▶ Supplied text:
+++

He ended his election campaign with 45-hour long meditation at Kanyakumari on the Southern tip of India. He sat on his marathon meditation atop Vivekananda Rock Memorial that was set up commemorating the 19th century Hindu monk’s visualization of his mission for New India.

SET BACK

All his dreams of a spectacular win of 400 plus seats in the 543-member Lok Sabha, the Lower House of Parliament, have come crumbling.

BJP has won just 240 seats, thus falling short of the simple majority of 272.

Pre-poll allies have, however, boosted the BJP strength to 293 giving Modi the right to be called ahead of the rival block, INDI alliance (I.N.D.I.A), to form the new government.

Two major constituents of Modi’s National Democratic Alliance, (NDA), Telugu Desam Party (TDP) of Andhra Pradesh and Janata Dal United (JD-U) from Bihar, hold the key to the government formation commanding 16 and 12 seats respectively.

Both parties had returned to the NDA in recent months.

Other allies include Shiv Sena (Shinde) of Maharashtra with 7 seats, Bihar’s Lok Janshakti Party, LJP, 5 seats, and Rashtriya Lok Dal (RLD) of Uttar Pradesh, and Janata Dal- Secular (JD-S) from Karnataka with 2 seats each.

+++

▶ Record excerpts:
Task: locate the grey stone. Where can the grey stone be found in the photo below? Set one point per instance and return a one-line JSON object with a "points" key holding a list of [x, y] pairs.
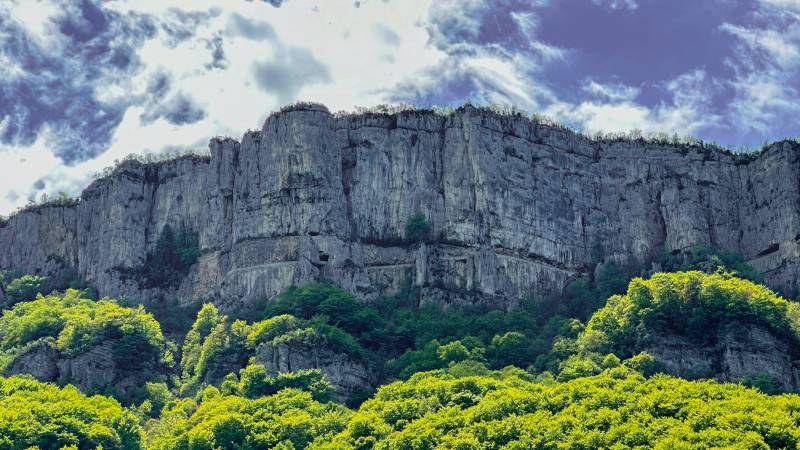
{"points": [[738, 352], [344, 372], [515, 208]]}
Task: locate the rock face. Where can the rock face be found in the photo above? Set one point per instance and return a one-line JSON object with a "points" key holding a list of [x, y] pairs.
{"points": [[40, 360], [345, 373], [93, 369], [515, 208], [739, 352]]}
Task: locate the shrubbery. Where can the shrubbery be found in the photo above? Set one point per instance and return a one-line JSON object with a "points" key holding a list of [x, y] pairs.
{"points": [[618, 409], [76, 324], [290, 419], [41, 415], [174, 254], [690, 304]]}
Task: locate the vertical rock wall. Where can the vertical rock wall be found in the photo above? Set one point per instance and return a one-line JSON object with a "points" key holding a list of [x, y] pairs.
{"points": [[515, 208]]}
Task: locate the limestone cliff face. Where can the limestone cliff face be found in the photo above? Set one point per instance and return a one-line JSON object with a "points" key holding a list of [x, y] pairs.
{"points": [[739, 352], [515, 209], [93, 369], [345, 373]]}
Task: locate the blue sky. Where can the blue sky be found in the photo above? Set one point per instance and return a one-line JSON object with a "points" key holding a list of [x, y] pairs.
{"points": [[86, 82]]}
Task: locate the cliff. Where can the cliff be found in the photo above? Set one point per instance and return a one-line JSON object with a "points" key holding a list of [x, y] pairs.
{"points": [[515, 207]]}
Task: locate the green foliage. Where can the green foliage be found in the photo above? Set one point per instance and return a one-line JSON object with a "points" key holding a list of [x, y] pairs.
{"points": [[172, 257], [417, 228], [710, 260], [24, 288], [77, 324], [213, 347], [256, 382], [40, 415], [690, 304], [291, 419], [617, 409], [74, 325]]}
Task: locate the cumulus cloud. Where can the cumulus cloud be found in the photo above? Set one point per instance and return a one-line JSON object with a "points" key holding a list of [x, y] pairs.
{"points": [[766, 66], [83, 84], [289, 71], [618, 4]]}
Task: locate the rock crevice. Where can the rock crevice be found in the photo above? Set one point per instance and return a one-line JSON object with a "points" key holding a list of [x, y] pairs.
{"points": [[515, 209]]}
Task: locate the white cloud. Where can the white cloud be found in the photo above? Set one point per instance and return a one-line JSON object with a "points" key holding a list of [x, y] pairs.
{"points": [[612, 92], [618, 4]]}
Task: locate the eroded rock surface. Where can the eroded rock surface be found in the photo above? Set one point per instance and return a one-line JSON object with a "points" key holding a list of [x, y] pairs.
{"points": [[346, 374], [515, 209], [739, 352], [93, 370]]}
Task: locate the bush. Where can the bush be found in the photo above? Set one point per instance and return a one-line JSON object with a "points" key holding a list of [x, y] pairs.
{"points": [[41, 415], [616, 409], [417, 228], [290, 419], [24, 288], [689, 304], [255, 382], [173, 256]]}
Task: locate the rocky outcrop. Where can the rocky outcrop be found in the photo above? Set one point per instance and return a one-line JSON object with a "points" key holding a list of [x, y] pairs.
{"points": [[39, 359], [345, 373], [93, 370], [515, 208], [738, 352]]}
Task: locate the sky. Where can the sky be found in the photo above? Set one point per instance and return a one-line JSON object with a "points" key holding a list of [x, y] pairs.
{"points": [[84, 83]]}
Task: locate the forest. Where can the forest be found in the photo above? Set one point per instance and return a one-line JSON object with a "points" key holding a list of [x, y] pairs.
{"points": [[542, 374]]}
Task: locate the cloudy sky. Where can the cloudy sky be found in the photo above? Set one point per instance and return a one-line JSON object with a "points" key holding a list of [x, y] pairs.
{"points": [[86, 82]]}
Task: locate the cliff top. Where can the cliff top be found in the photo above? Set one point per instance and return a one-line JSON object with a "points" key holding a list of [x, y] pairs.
{"points": [[389, 115]]}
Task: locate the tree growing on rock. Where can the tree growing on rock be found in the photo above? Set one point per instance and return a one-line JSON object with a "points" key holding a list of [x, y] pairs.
{"points": [[417, 228]]}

+++

▶ Objectives:
1. According to the text on India's election results, how many seats did the BJP win on its own?
2. Carry on the text about India's election results, starting after its final sentence.
The rows play no part in what follows.

▶ Results in order:
1. The BJP won 240 seats.

2.
None of these allies has anything common with the BJP and they joined together merely to serve the interests of their states or their personal ambitions.

All of them have come and gone into the coalition several times.

It is, thus, a fragile coalition that needs extraordinary skills to nurture and survive to last full term of five years.

The opposition I.N.D.I.A bloc, which secured 234 seats, is already making its moves to lure the NDA partners although it is a long shot for it to get to the half-way mark in Parliament.

MODI -DHARMA

Coalition Dharma is something alien to Modi.

For the past decade, as Prime Minister, he repeatedly demonstrated his faith in the dictum – ‘My way is the highway’.
Power is centralised in His Office, and all decisions, be it administrative or political, are taken in PMO, and presented as fait accompli.

Ministers are mere executors of decisions handed over to them.

Elections, local or national, are all fought in the name of Modi. Hubris on display? Well, it is.

Mandate 2024 demands course correction.

Election results have drilled deep holes in his armour and his party. Their mentor, the Rashtriya Swayam Sevak Sangh (RSS) may not hesitate to press breaks on his functioning, including a change of leadership down the lane in the worst-case scenario.

NAIDU FACTOR

The TDP’s alliance with Modi’s BJP in 2014 brought the party to power in the truncated Andhra Pradesh but the euphoria did not last long with the Prime Minister spurning demands of `special category status’ to make the state eligible for liberal central aid, and tax rebates.

The demand had cut across political lines since Andhra Pradesh had lost all key sources of income after Telangana was carved out with Hyderabad as its capital. In fact, the BJP used all means, fair and foul, to pump prime TDP’s arch-rival, YSR Congress Party (YSRCP) led by Jagan Mohan Reddy since the last general election held in 2019.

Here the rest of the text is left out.